(SOURCE EXTRACT Opens)
New CDC team: A weather service to forecast what's next in pandemic
A new team of federal health scientists officially embarked Tuesday on a mission to provide what has often been absent from the nation's response to the coronavirus pandemic: better, faster information about what is likely to happen next in this public health emergency and in future outbreaks.
"We think of ourselves like the National Weather Service, but for infectious diseases," said Caitlin Rivers, an epidemiologist and associate director for science at the initiative, run by the Centers for Disease Control and Prevention.
About 100 scientists will analyze technical data and communicate policy options to decision-makers and the public about how the virus is behaving and who is most at risk - in user-friendly terms.
"We would love to be able for people to look to us to say, 'I'm about to commute on the Red Line. . . . Should I bring a mask based on what's happening with respiratory disease in my community? Should I have my birthday party outside or inside?' Those kinds of decisions, I think, are where we would like to move toward," Rivers said.
The Center for Forecasting and Outbreak Analytics, which starts with $200 million in funding, was created last summer to improve understanding by the CDC and the government more broadly of the coronavirus - and future outbreaks - in real time. White House officials formally launched the effort Tuesday at a summit hosted by the Office on Science and Technology Policy on strengthening U.S. early-warning systems for health threats.
Jake Sullivan, President Biden's national security adviser, noted that the creation of the center was enshrined in the administration's first national security memorandum, issued Jan. 21, 2021.
Newly appointed White House coronavirus response coordinator Ashish Jha said public health leaders have scrambled during the pandemic to do the best they can.
"But it's also been really clear, this is no way to run a response to a pandemic," Jha told panelists at the event.
(SOURCE EXTRACT Closes)
▶ TASK SET
A – Condense the paragraph of the article on the CDC forecasting team that begins "The Center for Forecasting and Outbreak Analytics" into a brief list of its main facts.
B – Carry the article on the CDC forecasting team forward, beginning after its final sentence.
(DATASET CONTENT Opens)
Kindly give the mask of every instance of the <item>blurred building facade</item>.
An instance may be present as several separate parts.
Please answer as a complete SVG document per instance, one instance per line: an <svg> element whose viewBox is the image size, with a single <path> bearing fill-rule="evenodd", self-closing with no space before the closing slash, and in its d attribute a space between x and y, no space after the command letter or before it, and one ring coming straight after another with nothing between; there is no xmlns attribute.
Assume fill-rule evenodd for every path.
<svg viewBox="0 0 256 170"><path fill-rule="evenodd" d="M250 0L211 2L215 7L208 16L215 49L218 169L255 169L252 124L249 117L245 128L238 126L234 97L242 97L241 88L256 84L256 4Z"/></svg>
(DATASET CONTENT Closes)
▶ ANSWERS TO THE TASKS
A –
- The Center for Forecasting and Outbreak Analytics has initial funding of $200 million.
- It was created last summer to improve the real-time understanding of the coronavirus and future outbreaks by the CDC and the wider government.
- White House officials formally launched it on Tuesday at a summit hosted by the Office on Science and Technology Policy on strengthening U.S. early-warning systems for health threats.

B –
Without a centralized, trusted source for forecasting, "policymaking in that context is nearly impossible," Jha said. "That, to me, is going to be a major contribution of this center. I feel like we are embarking on a process that will put us in a totally different footing for the rest of this crisis and future ones."
Uncertain moments
CDC Director Rochelle Walensky said the "very small but very mighty" team will analyze every stage of a health threat, from its epidemic potential to a comparison of health interventions. The center will also prioritize identifying vulnerable groups who are often invisible because they are not captured in data.
The center comes into existence at an uncertain moment in the pandemic.
As the United States plods wearily into the third year of the health crisis, covid-19 cases are rising. But it remains unclear whether new, highly transmissible versions of the omicron variant in New York state and Europe will trigger a new wave of infections.
If there is another surge, elected leaders could be wary of reinstituting restrictions such as mask mandates, given the availability of vaccines and therapeutics and a political environment in which many Americans express ambivalence, or even outright hostility, toward vaccines and public health recommendations.
When Walensky tapped outside experts to head the new outfit, the move was widely viewed as an acknowledgment of long-standing and systemic failures regarding surveillance, data collection and preparedness that were put into high relief by the pandemic.
There is no national system in the United States for infectious-disease forecasting. During the last major health threats - the 2009 H1N1 swine flu pandemic, the 2014 to 2016 Ebola epidemic, the 2016 Zika outbreak - the CDC had some experts, but the public health agency also enlisted volunteer academic experts.
"Academic experts have been acting as volunteer surge capacity, but that's not sustainable," Rivers said.
Experts, including Rivers and others on the team, have long advocated for an infectious-disease forecasting center.
The center will provide support and analyses to decision-makers in the federal government and in states. That includes forecasting how many covid cases might be expected in coming days and weeks by analyzing the number of new cases and hospitalizations, and examining the population groups most affected.
Scientists will also look at who is infecting whom, how well vaccines protect against infection and severe illness, and how that depends on the vaccine, variants and the time since vaccination, said Marc Lipsitch, an epidemiologist and the center's science director.
Practical questions
The center will work with other experts in government and the private sector to answer practical questions about how well certain measures - contact tracing and isolation, closing borders, masking, testing travelers - work to reduce transmission. That will "help decision-makers choose policies that are the most effective and the least costly and disruptive," Lipsitch said in an email.